Text block:
START

Important Information
Investors should not base investment decisions on this website alone. Please refer to the Prospectus for details including product features and the risk factors. Investment involves risks. Past performance is not indicative of future performance. There is no guarantee of the repayment of the principal. Investors should note:
- Global X HSCEI Components Covered Call Active ETF (the “Fund”) aims to generate income by primarily investing in constituent equity securities in the Hang Seng China Enterprises Index (the “Reference Index” or the “HSCEI”) and selling (i.e. “writing”) call options on the Reference Index to receive payments of money from the purchaser of call options (i.e. “premium”).
- The objective of adopting a covered call strategy is to generate income and reduce potential loss against the downward market. Each time the Fund writes a HSCEI Call Option, the Fund receives a premium. If the value of the securities relating to the Reference Index held by the Fund declines, the premium that the Fund received for writing the HSCEI Call Option may reduce such loss to some extent. However, the downside of adopting a covered call strategy is that the Fund’s opportunity to profit from an increase in the level of the Reference Index is limited to the strike price of the HSCEI Call Options written, plus the premium received.

END

What is asked:
1. Duplicate the stretch of the fund disclosure from "- The objective" through "the premium received.".
2. Write the next part of the fund disclosure, starting after its final sentence.

Entries supplied:

START

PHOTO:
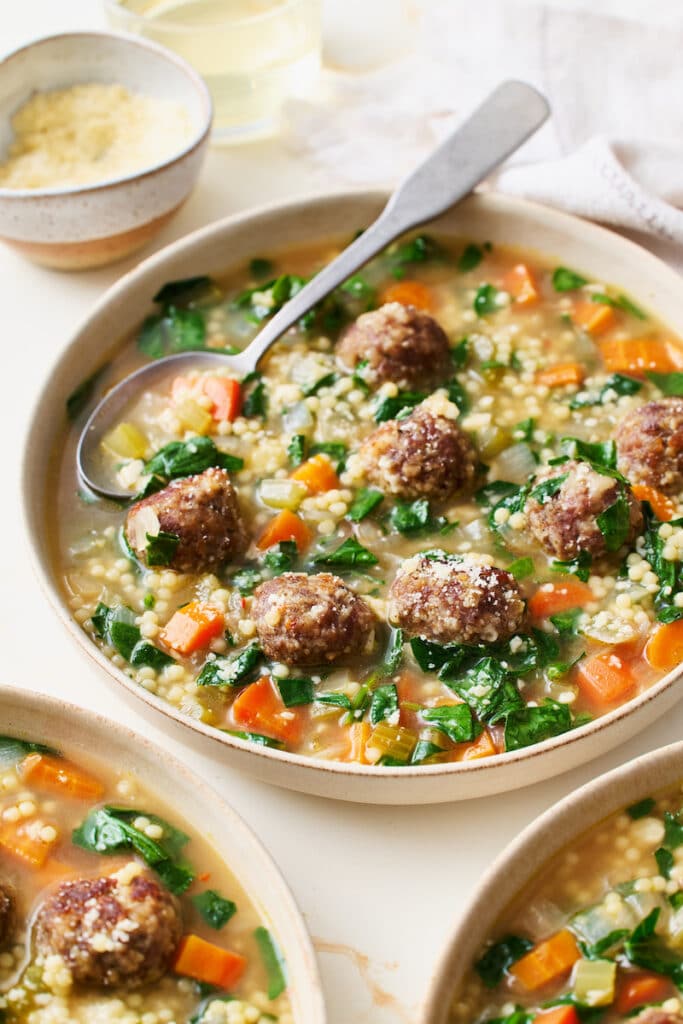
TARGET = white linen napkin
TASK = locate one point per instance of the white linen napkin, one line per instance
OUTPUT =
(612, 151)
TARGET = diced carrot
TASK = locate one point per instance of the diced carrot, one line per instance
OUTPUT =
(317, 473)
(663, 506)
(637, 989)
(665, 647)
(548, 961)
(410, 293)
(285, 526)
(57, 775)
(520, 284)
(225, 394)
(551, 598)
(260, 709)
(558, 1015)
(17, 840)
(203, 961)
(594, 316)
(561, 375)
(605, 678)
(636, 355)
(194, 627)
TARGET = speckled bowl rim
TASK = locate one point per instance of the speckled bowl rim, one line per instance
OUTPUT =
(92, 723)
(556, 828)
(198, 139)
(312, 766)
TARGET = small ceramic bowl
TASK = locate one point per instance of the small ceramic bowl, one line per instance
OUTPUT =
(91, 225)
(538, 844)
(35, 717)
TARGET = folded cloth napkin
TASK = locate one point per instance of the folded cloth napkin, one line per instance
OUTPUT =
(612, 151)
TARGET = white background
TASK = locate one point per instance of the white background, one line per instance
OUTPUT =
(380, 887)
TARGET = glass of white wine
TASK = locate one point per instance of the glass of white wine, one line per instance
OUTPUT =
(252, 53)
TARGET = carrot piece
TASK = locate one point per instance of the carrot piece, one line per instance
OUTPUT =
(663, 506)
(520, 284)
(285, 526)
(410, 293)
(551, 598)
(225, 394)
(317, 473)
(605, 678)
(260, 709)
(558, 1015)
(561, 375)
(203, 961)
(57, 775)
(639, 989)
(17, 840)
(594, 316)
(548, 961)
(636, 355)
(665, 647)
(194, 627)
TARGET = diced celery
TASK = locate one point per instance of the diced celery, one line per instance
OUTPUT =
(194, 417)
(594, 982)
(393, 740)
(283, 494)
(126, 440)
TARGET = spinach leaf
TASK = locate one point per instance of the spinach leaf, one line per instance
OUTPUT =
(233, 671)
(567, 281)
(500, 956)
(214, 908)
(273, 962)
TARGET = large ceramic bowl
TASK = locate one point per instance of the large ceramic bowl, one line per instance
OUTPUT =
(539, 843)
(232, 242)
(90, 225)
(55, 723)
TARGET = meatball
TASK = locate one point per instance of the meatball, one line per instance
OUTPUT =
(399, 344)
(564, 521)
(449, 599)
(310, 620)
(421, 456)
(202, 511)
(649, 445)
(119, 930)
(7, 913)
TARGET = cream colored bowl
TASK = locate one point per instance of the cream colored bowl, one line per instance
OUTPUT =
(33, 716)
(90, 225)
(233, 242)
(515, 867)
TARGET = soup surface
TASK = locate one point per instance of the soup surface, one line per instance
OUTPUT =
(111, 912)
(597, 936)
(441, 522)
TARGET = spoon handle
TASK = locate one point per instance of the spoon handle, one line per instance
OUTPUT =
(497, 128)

END

Outputs in order:
1.
- The objective of adopting a covered call strategy is to generate income and reduce potential loss against the downward market. Each time the Fund writes a HSCEI Call Option, the Fund receives a premium. If the value of the securities relating to the Reference Index held by the Fund declines, the premium that the Fund received for writing the HSCEI Call Option may reduce such loss to some extent. However, the downside of adopting a covered call strategy is that the Fund’s opportunity to profit from an increase in the level of the Reference Index is limited to the strike price of the HSCEI Call Options written, plus the premium received.

2.
- The Fund is an ETF which adopts a covered call strategy by (i) investing in constituent equity securities in the Reference Index and the HSCEI ETF and long positions of HSCEI Futures, and (ii) writing call options on the Reference Index. The Fund is one of the first covered call ETFs in Hong Kong. Such novelty makes the Fund riskier than traditional ETFs investing in equity securities.
- The Fund employs an actively managed investment strategy. In addition to seeking to obtain exposure to the constituent equity securities in the Reference Index in substantially the same weightings as these securities have in the Reference Index through investing directly in constituent equity securities of the Reference Index and HSCEI ETF and long positions of HSCEI Futures, the Fund also writes call options on the Reference Index. The Fund may fail to meet its objective as a result of the implementation of investment process which may cause the Fund to underperform as compared to direct investments in the constituent equity securities of the Reference Index.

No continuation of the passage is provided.